◆ **REQUEST**
Every record below should be printed exactly as given.

------ PROVIDED RECORDS

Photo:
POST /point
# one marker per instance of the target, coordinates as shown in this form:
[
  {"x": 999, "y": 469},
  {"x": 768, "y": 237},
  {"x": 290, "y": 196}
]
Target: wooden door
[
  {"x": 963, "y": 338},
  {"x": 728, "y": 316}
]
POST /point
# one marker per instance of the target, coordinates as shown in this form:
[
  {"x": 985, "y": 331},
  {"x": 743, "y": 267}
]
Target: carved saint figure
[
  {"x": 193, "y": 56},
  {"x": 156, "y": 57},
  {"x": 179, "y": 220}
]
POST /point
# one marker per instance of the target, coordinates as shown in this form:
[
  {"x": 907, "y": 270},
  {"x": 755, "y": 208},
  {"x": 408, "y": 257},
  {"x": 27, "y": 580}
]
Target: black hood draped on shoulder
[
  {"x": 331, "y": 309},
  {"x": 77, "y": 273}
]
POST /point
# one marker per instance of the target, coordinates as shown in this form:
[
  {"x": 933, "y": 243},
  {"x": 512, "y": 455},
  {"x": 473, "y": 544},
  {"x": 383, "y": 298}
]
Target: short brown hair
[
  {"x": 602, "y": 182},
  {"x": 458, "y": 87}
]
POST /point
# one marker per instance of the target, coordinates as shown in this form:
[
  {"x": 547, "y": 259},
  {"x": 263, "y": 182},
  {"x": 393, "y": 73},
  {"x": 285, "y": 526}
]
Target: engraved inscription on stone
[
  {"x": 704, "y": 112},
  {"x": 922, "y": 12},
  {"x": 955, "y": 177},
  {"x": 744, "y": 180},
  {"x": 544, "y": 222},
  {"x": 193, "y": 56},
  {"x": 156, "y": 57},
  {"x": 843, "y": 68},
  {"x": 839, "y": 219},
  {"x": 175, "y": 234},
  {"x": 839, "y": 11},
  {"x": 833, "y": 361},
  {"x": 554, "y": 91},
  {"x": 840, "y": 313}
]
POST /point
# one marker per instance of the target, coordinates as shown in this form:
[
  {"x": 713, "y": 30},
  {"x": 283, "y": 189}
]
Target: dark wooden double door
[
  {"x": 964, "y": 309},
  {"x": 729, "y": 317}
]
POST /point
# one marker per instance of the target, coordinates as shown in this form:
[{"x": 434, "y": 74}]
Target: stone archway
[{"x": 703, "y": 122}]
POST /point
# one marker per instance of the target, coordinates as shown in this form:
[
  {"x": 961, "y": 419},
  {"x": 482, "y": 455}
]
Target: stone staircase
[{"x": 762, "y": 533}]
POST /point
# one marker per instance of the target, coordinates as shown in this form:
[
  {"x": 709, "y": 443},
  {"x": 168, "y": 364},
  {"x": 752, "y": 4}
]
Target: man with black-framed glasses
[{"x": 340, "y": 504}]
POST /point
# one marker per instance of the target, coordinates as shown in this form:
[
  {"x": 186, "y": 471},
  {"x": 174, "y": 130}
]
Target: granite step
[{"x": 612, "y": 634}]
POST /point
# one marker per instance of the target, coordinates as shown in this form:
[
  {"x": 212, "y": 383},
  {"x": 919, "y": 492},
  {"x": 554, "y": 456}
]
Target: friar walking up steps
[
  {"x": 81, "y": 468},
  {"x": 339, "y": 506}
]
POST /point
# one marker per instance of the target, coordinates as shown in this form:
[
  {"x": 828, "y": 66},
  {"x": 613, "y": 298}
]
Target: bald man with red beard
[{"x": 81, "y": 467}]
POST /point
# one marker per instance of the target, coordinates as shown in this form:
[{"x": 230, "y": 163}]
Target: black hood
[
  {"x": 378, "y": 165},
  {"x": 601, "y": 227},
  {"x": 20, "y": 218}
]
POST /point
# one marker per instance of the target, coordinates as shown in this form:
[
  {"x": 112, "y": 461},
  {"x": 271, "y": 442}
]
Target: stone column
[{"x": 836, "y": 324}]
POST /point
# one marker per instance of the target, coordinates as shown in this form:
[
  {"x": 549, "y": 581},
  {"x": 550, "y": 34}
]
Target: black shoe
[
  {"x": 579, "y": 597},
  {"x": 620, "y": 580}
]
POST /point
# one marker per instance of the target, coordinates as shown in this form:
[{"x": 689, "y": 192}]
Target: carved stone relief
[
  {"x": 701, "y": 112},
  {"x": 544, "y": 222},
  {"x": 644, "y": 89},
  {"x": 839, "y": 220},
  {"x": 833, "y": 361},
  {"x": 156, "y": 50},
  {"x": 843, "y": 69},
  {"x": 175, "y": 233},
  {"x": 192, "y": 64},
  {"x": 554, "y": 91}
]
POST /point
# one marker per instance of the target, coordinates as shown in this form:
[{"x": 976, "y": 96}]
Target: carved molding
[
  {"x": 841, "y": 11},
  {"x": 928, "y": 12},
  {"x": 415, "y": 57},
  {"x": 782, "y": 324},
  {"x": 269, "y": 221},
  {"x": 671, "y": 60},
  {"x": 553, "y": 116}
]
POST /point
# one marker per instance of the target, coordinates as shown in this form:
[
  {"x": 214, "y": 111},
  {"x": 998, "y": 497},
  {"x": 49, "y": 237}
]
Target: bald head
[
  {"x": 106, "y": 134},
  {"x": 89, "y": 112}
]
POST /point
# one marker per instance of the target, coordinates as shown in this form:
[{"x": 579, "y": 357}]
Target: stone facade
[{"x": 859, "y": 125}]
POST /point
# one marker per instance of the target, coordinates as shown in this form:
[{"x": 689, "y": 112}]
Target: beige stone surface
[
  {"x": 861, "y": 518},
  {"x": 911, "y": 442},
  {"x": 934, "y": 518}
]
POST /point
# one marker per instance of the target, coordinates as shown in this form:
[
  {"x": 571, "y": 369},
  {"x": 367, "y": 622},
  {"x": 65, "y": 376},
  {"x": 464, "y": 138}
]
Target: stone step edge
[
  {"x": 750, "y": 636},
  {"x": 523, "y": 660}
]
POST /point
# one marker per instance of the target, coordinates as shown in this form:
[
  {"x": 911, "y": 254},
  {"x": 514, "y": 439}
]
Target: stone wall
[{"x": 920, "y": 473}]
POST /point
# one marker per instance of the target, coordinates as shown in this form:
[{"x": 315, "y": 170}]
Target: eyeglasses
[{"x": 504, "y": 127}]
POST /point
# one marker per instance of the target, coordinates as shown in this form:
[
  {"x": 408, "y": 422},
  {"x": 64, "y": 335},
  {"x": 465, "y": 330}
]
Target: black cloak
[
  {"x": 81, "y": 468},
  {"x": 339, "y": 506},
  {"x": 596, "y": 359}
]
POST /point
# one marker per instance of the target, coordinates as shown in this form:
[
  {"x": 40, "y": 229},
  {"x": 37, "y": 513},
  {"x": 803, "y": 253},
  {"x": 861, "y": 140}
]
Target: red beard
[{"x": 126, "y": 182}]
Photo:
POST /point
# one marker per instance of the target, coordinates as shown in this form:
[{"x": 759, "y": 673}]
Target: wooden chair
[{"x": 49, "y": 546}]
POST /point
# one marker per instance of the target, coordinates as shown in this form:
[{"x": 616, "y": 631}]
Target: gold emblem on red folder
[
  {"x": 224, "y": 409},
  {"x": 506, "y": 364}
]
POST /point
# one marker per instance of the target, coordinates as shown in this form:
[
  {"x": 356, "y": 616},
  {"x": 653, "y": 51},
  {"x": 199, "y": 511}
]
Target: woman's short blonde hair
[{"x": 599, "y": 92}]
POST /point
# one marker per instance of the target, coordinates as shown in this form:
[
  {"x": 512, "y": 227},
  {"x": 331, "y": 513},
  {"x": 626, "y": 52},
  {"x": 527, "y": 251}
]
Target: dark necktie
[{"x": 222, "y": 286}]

------------

◆ **TASK RESPONSE**
Photo:
POST /point
# one marker per instance of the target, coordinates as shown in this form:
[
  {"x": 999, "y": 469},
  {"x": 768, "y": 237},
  {"x": 290, "y": 196}
]
Target: wooden door
[
  {"x": 963, "y": 338},
  {"x": 728, "y": 316}
]
POST /point
# one marker per instance of the target, coordinates as shown in this form:
[
  {"x": 985, "y": 331},
  {"x": 743, "y": 267}
]
Target: carved saint figure
[
  {"x": 193, "y": 56},
  {"x": 156, "y": 57},
  {"x": 179, "y": 220}
]
POST /point
# one marker per instance of the target, coordinates as shown in this form:
[
  {"x": 907, "y": 270},
  {"x": 755, "y": 208},
  {"x": 408, "y": 257},
  {"x": 27, "y": 580}
]
Target: black hood draped on shoulder
[
  {"x": 331, "y": 309},
  {"x": 77, "y": 273}
]
POST /point
# one marker per instance of the target, coordinates as shown in this form:
[
  {"x": 933, "y": 243},
  {"x": 512, "y": 455},
  {"x": 473, "y": 544},
  {"x": 383, "y": 298}
]
Target: short brown hair
[
  {"x": 602, "y": 182},
  {"x": 458, "y": 87}
]
POST /point
# one marker per instance of the target, coordinates as shown in this form:
[
  {"x": 547, "y": 259},
  {"x": 263, "y": 182},
  {"x": 393, "y": 73},
  {"x": 285, "y": 526}
]
Target: engraved inscription on stone
[
  {"x": 704, "y": 112},
  {"x": 922, "y": 12},
  {"x": 955, "y": 177},
  {"x": 744, "y": 180},
  {"x": 544, "y": 222},
  {"x": 193, "y": 56},
  {"x": 156, "y": 57},
  {"x": 843, "y": 68},
  {"x": 839, "y": 219},
  {"x": 175, "y": 234},
  {"x": 839, "y": 11},
  {"x": 833, "y": 361},
  {"x": 554, "y": 91},
  {"x": 840, "y": 313}
]
POST /point
# one marker per instance of the target, coordinates as shown in this form:
[
  {"x": 713, "y": 30},
  {"x": 283, "y": 189}
]
Target: dark wooden double door
[
  {"x": 964, "y": 309},
  {"x": 729, "y": 317}
]
POST /point
# one marker per instance of the target, coordinates as shown in this form:
[{"x": 434, "y": 74}]
Target: stone archway
[{"x": 703, "y": 122}]
POST /point
# one marker per instance of the target, coordinates as shown in this form:
[
  {"x": 961, "y": 419},
  {"x": 482, "y": 455}
]
Target: stone staircase
[{"x": 762, "y": 533}]
POST /point
# one marker per instance of the target, coordinates as shown in this form:
[
  {"x": 709, "y": 443},
  {"x": 168, "y": 364},
  {"x": 752, "y": 4}
]
Target: man with black-framed glasses
[{"x": 340, "y": 504}]
POST /point
# one marker per instance of the target, coordinates as shown in this form:
[
  {"x": 186, "y": 471},
  {"x": 174, "y": 130}
]
Target: granite step
[{"x": 612, "y": 634}]
POST /point
# one marker per instance of the target, coordinates as shown in this form:
[
  {"x": 212, "y": 383},
  {"x": 919, "y": 492},
  {"x": 554, "y": 456}
]
Target: friar walking up steps
[
  {"x": 81, "y": 468},
  {"x": 339, "y": 506}
]
POST /point
# one marker per instance of the target, coordinates as shown in this form:
[
  {"x": 828, "y": 66},
  {"x": 613, "y": 298}
]
Target: bald man with red beard
[{"x": 81, "y": 467}]
POST /point
# one marker per instance of the target, coordinates as shown in this form:
[{"x": 230, "y": 163}]
Target: black hood
[
  {"x": 378, "y": 165},
  {"x": 601, "y": 227},
  {"x": 20, "y": 218}
]
POST /point
# one marker per instance of the target, coordinates as shown in this form:
[
  {"x": 112, "y": 461},
  {"x": 271, "y": 442}
]
Target: stone column
[{"x": 836, "y": 324}]
POST /point
# one marker per instance of the target, coordinates as shown in this form:
[
  {"x": 549, "y": 581},
  {"x": 550, "y": 34}
]
Target: black shoe
[
  {"x": 579, "y": 597},
  {"x": 620, "y": 580}
]
POST /point
# one marker per instance of the target, coordinates as shown in this form:
[{"x": 689, "y": 192}]
Target: carved stone relief
[
  {"x": 701, "y": 112},
  {"x": 544, "y": 222},
  {"x": 644, "y": 89},
  {"x": 839, "y": 220},
  {"x": 833, "y": 361},
  {"x": 156, "y": 50},
  {"x": 843, "y": 69},
  {"x": 175, "y": 233},
  {"x": 192, "y": 64},
  {"x": 554, "y": 91}
]
POST /point
# one marker per instance of the target, coordinates as shown in this form:
[{"x": 976, "y": 96}]
Target: carved molding
[
  {"x": 841, "y": 11},
  {"x": 928, "y": 12},
  {"x": 415, "y": 57},
  {"x": 782, "y": 324},
  {"x": 269, "y": 221},
  {"x": 671, "y": 60},
  {"x": 553, "y": 116}
]
POST /point
# one marker per instance of the target, coordinates as shown in this form:
[
  {"x": 214, "y": 111},
  {"x": 998, "y": 497},
  {"x": 49, "y": 237}
]
Target: bald head
[
  {"x": 106, "y": 134},
  {"x": 89, "y": 112}
]
POST /point
# one marker per instance of the target, coordinates as shown in this form:
[{"x": 579, "y": 357}]
Target: stone facade
[{"x": 859, "y": 125}]
POST /point
# one marker per instance of the target, coordinates as shown in this form:
[{"x": 689, "y": 112}]
Target: beige stone surface
[
  {"x": 861, "y": 518},
  {"x": 911, "y": 442},
  {"x": 934, "y": 518}
]
POST /point
# one marker per instance of the target, coordinates as shown in this form:
[
  {"x": 571, "y": 369},
  {"x": 367, "y": 622},
  {"x": 65, "y": 376},
  {"x": 464, "y": 138}
]
Target: stone step edge
[
  {"x": 750, "y": 636},
  {"x": 523, "y": 660}
]
POST /point
# one marker per instance of the target, coordinates as shown in this form:
[
  {"x": 911, "y": 254},
  {"x": 514, "y": 439}
]
Target: stone wall
[{"x": 920, "y": 473}]
POST /point
# one marker per instance of the target, coordinates as shown in this form:
[{"x": 315, "y": 170}]
Target: eyeglasses
[{"x": 504, "y": 127}]
POST /point
# one marker per instance of the target, coordinates as shown in this form:
[
  {"x": 408, "y": 422},
  {"x": 64, "y": 335},
  {"x": 465, "y": 330}
]
Target: black cloak
[
  {"x": 81, "y": 468},
  {"x": 339, "y": 506},
  {"x": 596, "y": 359}
]
POST /point
# one marker per instance of the target, coordinates as shown in this form:
[
  {"x": 40, "y": 229},
  {"x": 37, "y": 513},
  {"x": 803, "y": 253},
  {"x": 861, "y": 140}
]
Target: red beard
[{"x": 126, "y": 182}]
Photo:
POST /point
# one marker per instance of the target, coordinates as shown in this form:
[{"x": 759, "y": 673}]
Target: wooden chair
[{"x": 49, "y": 546}]
POST /point
# one marker per instance of the target, coordinates as shown in this form:
[{"x": 616, "y": 631}]
Target: gold emblem on red folder
[
  {"x": 224, "y": 409},
  {"x": 506, "y": 364}
]
POST /point
# one marker per instance of the target, coordinates as shown in this form:
[
  {"x": 356, "y": 616},
  {"x": 653, "y": 51},
  {"x": 199, "y": 511}
]
Target: woman's short blonde hair
[{"x": 599, "y": 92}]
POST /point
# one marker per instance of the target, coordinates as shown in this form:
[
  {"x": 512, "y": 227},
  {"x": 331, "y": 513},
  {"x": 626, "y": 52},
  {"x": 527, "y": 251}
]
Target: dark necktie
[{"x": 222, "y": 286}]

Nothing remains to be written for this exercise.